Return only these lines: the one that contains "Query: blue water surface" and every line after it through the end of the listing, exactly, without pictures.

======

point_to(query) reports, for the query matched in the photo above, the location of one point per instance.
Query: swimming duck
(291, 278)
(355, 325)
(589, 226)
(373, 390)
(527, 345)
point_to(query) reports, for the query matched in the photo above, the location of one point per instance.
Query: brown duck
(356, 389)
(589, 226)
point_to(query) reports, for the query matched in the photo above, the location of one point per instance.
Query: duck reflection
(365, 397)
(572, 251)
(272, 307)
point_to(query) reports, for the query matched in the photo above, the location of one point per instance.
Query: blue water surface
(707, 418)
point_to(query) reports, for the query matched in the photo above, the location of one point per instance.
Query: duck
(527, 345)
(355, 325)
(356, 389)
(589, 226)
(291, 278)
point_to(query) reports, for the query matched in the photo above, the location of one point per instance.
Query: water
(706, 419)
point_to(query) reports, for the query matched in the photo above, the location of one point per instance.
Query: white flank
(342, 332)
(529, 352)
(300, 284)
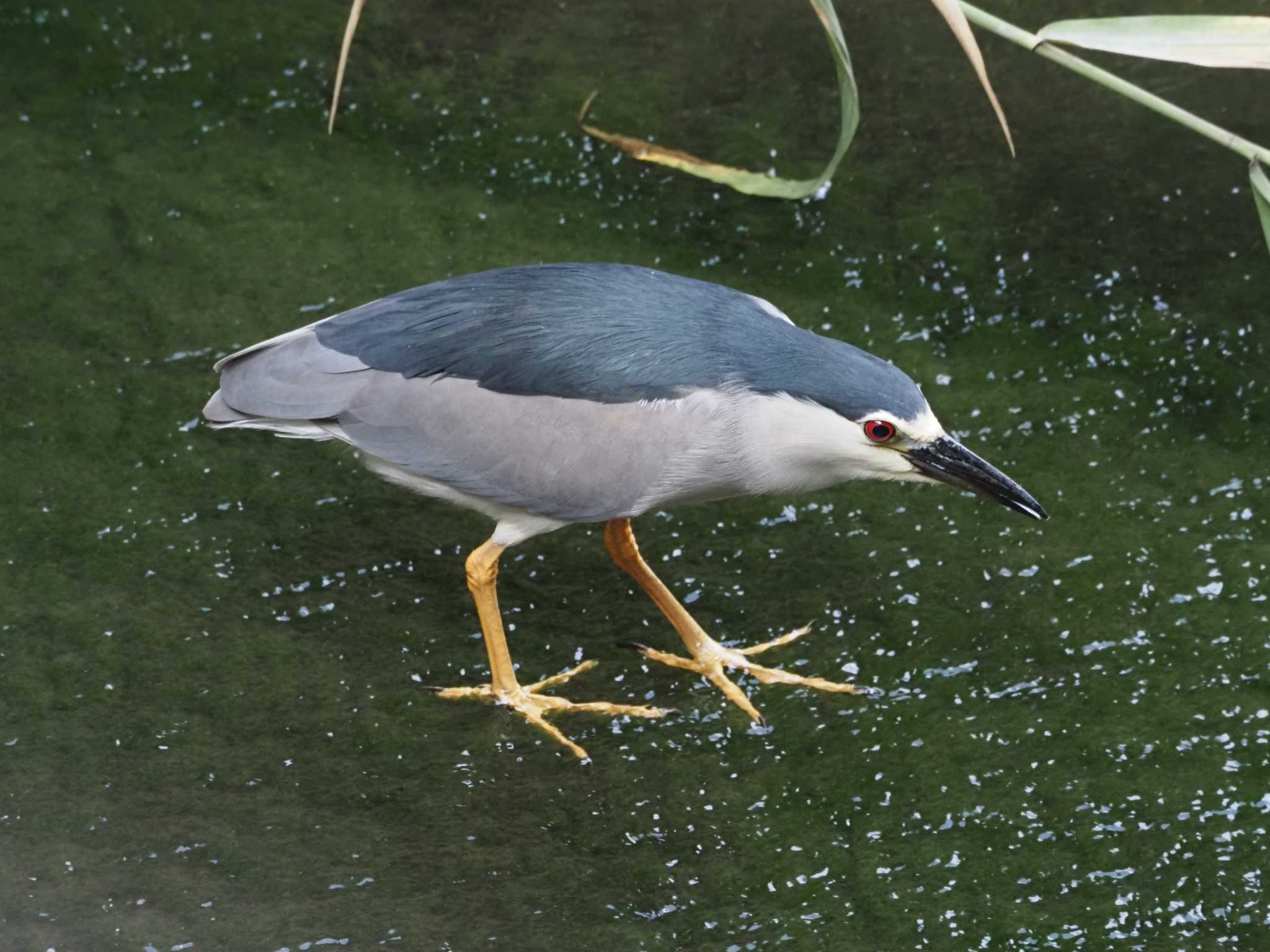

======

**SOLUTION TO THIS TASK**
Query: blue water surface
(707, 418)
point_to(query) reports, for the query matched in the photo above, the location of one point per instance.
Query: duck
(527, 345)
(355, 325)
(356, 389)
(589, 226)
(291, 278)
point_to(query) reports, for the query matched in the photo above, the location of one point per instance.
Query: water
(706, 419)
point_to(query) reports, for the query matched in the photo above, the location of one point per instance.
Query: white flank
(342, 332)
(529, 352)
(300, 284)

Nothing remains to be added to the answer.